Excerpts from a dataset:
===============

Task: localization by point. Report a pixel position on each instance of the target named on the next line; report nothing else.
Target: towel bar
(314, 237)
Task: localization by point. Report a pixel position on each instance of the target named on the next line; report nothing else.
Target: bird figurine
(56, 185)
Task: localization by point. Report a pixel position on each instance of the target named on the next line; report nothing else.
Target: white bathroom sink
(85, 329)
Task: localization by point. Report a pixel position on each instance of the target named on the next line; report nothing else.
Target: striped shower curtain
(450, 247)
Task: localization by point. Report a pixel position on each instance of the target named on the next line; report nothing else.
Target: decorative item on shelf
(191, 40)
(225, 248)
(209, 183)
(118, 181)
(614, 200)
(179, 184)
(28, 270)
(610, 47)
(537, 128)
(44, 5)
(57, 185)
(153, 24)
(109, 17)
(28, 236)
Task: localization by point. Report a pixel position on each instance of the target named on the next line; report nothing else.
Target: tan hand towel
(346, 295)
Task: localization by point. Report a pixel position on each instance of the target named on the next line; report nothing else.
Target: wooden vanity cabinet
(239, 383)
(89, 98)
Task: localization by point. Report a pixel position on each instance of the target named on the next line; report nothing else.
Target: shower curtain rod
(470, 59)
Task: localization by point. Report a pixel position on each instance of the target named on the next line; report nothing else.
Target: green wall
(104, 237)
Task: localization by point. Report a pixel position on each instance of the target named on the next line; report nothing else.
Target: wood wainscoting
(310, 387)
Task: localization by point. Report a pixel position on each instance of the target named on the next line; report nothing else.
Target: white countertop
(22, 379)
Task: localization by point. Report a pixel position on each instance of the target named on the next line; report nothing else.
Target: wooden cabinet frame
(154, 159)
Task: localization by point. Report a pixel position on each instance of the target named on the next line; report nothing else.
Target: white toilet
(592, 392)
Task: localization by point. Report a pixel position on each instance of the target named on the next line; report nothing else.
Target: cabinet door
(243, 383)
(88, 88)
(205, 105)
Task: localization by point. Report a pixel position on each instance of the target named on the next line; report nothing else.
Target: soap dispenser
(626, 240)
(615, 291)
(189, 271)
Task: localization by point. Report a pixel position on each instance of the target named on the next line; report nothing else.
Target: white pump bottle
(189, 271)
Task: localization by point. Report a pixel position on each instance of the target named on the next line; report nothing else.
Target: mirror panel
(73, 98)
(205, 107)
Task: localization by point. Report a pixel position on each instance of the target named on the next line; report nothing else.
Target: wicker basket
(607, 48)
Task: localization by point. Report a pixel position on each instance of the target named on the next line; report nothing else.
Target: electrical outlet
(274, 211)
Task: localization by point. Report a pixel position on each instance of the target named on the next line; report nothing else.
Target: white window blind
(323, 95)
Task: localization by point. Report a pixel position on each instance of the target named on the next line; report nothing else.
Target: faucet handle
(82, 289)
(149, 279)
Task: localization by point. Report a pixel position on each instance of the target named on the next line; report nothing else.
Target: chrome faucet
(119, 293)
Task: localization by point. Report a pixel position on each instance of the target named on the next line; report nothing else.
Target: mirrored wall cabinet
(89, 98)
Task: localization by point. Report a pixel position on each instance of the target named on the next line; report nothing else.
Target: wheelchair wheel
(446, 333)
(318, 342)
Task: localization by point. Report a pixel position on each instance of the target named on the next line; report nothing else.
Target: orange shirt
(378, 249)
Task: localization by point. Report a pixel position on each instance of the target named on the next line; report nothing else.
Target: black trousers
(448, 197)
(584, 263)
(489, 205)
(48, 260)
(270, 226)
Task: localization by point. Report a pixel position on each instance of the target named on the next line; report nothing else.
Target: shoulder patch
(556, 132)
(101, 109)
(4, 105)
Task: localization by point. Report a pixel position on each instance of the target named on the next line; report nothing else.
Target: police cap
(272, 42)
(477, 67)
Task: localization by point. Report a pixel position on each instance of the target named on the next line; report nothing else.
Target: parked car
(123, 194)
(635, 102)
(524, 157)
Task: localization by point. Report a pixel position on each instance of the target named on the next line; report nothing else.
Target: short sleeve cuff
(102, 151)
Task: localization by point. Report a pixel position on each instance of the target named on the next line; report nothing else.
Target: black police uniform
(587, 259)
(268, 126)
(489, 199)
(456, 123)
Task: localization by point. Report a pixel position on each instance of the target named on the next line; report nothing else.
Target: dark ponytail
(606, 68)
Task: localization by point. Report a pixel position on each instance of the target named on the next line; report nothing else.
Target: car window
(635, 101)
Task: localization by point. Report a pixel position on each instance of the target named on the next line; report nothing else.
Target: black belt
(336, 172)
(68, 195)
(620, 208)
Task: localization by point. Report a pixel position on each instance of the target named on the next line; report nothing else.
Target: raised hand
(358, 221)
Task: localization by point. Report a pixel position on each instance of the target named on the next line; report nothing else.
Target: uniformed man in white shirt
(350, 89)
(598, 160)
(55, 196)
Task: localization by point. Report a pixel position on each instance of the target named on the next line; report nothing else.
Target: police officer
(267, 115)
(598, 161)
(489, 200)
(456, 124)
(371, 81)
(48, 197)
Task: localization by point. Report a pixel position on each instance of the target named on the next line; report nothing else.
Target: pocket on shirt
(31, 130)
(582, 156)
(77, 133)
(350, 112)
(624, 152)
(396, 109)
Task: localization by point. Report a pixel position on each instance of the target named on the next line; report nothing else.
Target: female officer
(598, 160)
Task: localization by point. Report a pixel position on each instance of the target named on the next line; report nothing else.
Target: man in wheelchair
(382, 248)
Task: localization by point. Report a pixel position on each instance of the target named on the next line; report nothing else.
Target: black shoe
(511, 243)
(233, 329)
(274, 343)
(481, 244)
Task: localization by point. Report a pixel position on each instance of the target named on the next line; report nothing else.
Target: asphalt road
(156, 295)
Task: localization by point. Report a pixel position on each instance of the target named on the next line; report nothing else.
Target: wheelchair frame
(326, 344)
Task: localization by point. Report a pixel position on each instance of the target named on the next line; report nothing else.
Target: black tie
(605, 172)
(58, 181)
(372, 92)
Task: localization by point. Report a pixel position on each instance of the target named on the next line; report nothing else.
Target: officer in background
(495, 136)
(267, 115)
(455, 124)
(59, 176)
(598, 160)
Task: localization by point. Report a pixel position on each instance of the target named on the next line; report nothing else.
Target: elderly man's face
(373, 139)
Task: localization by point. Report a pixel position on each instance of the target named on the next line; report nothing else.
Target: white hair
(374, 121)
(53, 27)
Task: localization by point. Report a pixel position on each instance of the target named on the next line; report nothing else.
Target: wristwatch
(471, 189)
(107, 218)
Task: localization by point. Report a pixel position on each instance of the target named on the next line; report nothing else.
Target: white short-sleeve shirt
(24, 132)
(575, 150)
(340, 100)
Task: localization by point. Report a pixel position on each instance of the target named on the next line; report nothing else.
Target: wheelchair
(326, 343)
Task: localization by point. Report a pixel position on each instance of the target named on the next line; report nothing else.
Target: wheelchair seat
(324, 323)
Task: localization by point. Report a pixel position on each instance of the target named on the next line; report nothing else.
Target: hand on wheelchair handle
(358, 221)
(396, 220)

===============

Copy the data above exactly. Every line must be included.

Task: localization by point. Report a pixel position on each instance of the target named on the next line; report nothing else.
Target: towel bar
(314, 237)
Task: localization by point. Report a pixel position on each instance of the target named on the next line; report nothing else.
Target: bird figurine
(56, 185)
Task: localization by point. Report a pixel position on each instance of the target named on the next line; report nothing else.
Target: white bathroom sink
(85, 329)
Task: localization by point. Report a pixel position on each instance of the target named on the next line; report nothing else.
Target: striped shower curtain
(450, 247)
Task: localization by point. Report a pixel position on each instance of the target named on the next line; report nothing else.
Target: decorative item on shelf
(191, 40)
(225, 248)
(209, 183)
(118, 181)
(614, 200)
(179, 184)
(28, 270)
(610, 47)
(537, 128)
(44, 5)
(57, 185)
(153, 24)
(109, 17)
(28, 236)
Task: localization by point. Report a pixel position on each instance of the target named on the next line; report nothing else.
Target: tan hand towel
(346, 295)
Task: localization by point. Report a pixel position on each instance of the target named on the next line; report nothing else.
Target: wooden vanity cabinet
(239, 383)
(89, 98)
Task: localization by point. Report a pixel position on each instance of the target named on the next line; report nothing else.
Target: shower curtain rod
(470, 59)
Task: localization by point. Report a pixel position on each instance of the target named on the next line; report nothing else.
Target: green wall
(104, 237)
Task: localization by point. Report a pixel position on each instance of the target named on the next line; report nothing else.
Target: wood wainscoting
(310, 387)
Task: localization by point. Report a pixel position on each instance of the target named on the next line; report nothing else.
Target: white countertop
(22, 379)
Task: localization by point. Report a pixel position on each instance of the target named on the next line; report nothing else.
Target: wooden cabinet frame
(154, 159)
Task: localization by point. Report a pixel position on each instance of the target named on the next line; report nothing else.
Target: white toilet
(592, 392)
Task: localization by point. Report a pixel position on each instance of the target named on the next line; report nothing else.
Target: cabinet door
(243, 383)
(88, 88)
(205, 105)
Task: localization by point. Report a pixel position on each instance of the target named on the next line; report nothing else.
Target: soap dispenser
(626, 240)
(615, 291)
(189, 271)
Task: localization by point. Report a pixel position on each instance of the target named on the next line; report nothing else.
Target: white pump bottle
(189, 271)
Task: localization by point. Report a pixel position on each instance of the target named on the next line; report nothing else.
Target: mirror panel
(73, 98)
(205, 107)
Task: localization by point. Report a pixel position on each instance of the target named on the next line; report nothing else.
Target: wicker basket
(607, 48)
Task: localization by point. Report a pixel position on each instance of the target named on the next line; report nothing else.
Target: electrical outlet
(274, 211)
Task: localization by point. Report a pixel position on each instance of the target named on the next line; report nothing else.
Target: white window blind
(323, 95)
Task: localization by point. Report a pixel position on each instance of the target named on the next line; report nothing else.
Target: faucet handle
(82, 289)
(149, 279)
Task: localization by point. Report a pixel position on each instance of the target named on the next line; report nothing else.
Target: chrome faucet
(119, 293)
Task: localization by point. Report a pixel position on each instance of the target named on the next line; report nothing else.
Target: mirrored wall cabinet
(89, 98)
Task: localization by point. Report a pixel position on each instance of the target named on the next line; report nothing else.
Target: wheelchair wheel
(446, 333)
(318, 342)
Task: localization by point. Report a pixel position on each instance of the target named on the next line; report nothing else.
Target: orange shirt
(378, 249)
Task: localization by point. Report a pixel position on each instance of the target named on the next line; report nothing else.
Target: black trousers
(448, 197)
(584, 263)
(489, 205)
(48, 260)
(270, 226)
Task: localization by point. Report a pixel position on each instance of the target named on the next line; report nothing else.
Target: shoulder patch
(556, 132)
(101, 109)
(4, 105)
Task: localization by point. Report a pixel position on each instance of the target named on the next line; report nothing else.
Target: police cap
(272, 42)
(477, 67)
Task: localization by point. Report a pixel position on each instance of the target named on the next line; report nothing else.
Target: parked car
(123, 194)
(635, 102)
(524, 157)
Task: localization by point. Report a pixel position on each instance of the target named on the next line; report nothing else.
Target: short sleeve cuff
(102, 151)
Task: localization by point. Report a pixel position on each instance of the target named on the next line; report nothing else.
Target: black police uniform
(587, 259)
(268, 126)
(489, 199)
(456, 123)
Task: localization by point. Report a pixel position on each instance of the target named on the next line; report nothing else.
Target: dark ponytail
(606, 68)
Task: localization by point. Report a pixel position on each instance of the target named on the next line; report nothing else.
Target: car window
(635, 101)
Task: localization by point. Report a pixel position on each instance of the target named on the next line; report nothing else.
Target: black belt
(336, 172)
(68, 195)
(620, 208)
Task: localization by point. Report a pixel position on each instance of the target named on the next line; report nothing else.
Target: raised hand
(358, 221)
Task: localization by point. Report a pixel position on each instance of the target named on the next line; report nothing else.
Target: uniformed man in white shirt
(350, 89)
(598, 160)
(55, 196)
Task: localization by point. Report a pixel position on each instance of the target named on the next line; report nothing else.
Target: police officer
(267, 115)
(598, 161)
(489, 200)
(456, 124)
(371, 81)
(48, 197)
Task: localization by point. Report a pixel position on each instance of the target named on the next line; report nothing else.
Target: pocket on shirt
(31, 130)
(582, 156)
(77, 133)
(350, 112)
(624, 152)
(396, 109)
Task: localization by point. Report a pixel position on each instance of the target named on the next line; report nothing else.
Target: female officer
(598, 160)
Task: localization by point. Report a pixel position on each instance of the target named on the next line; report nothing else.
Target: man in wheelchair
(382, 248)
Task: localization by point. Report a pixel position on each instance of the target named on the next line; report nothing else.
Target: black shoe
(511, 243)
(233, 329)
(274, 343)
(481, 244)
Task: localization by point. Report a pixel position on each instance of the target named on the next line; report nothing else.
Target: asphalt road
(156, 295)
Task: localization by point. Report a pixel position on each instance of the target named on the next line; report nothing else.
Target: wheelchair frame
(326, 344)
Task: localization by point. Report a pixel position on each instance of the target named on the next line; report nothing else.
Target: black tie
(605, 172)
(58, 181)
(372, 92)
Task: localization by point. Report a pixel position on each instance of the target named on the next line; report nothing else.
Target: officer in background
(495, 136)
(267, 115)
(455, 124)
(59, 176)
(598, 160)
Task: localization by point. Report a pixel position on each instance of the target named on the next line; report nothing else.
Target: elderly man's face
(373, 139)
Task: localization by point. Report a pixel position on each instance of the target named on the next line; report nothing else.
Target: white hair
(374, 121)
(53, 27)
Task: localization by point. Report a pixel position on each instance of the target named on the next line; report nothing else.
Target: wristwatch
(471, 189)
(107, 218)
Task: localization by point. Report a pixel position on each instance of the target named on the next line; report nothing else.
Target: white short-sleeve shirt
(24, 132)
(575, 150)
(340, 100)
Task: localization by point. Report a pixel position on each instance of the target named on the next line; report nothing else.
Target: wheelchair
(326, 343)
Task: localization by point. Report a pixel position on each instance of the target named on the next line; report nothing else.
Target: wheelchair seat
(324, 323)
Task: localization by point. Report a pixel position on each instance of the target named on the next line; report nothing else.
Target: hand on wheelchair handle
(358, 221)
(396, 220)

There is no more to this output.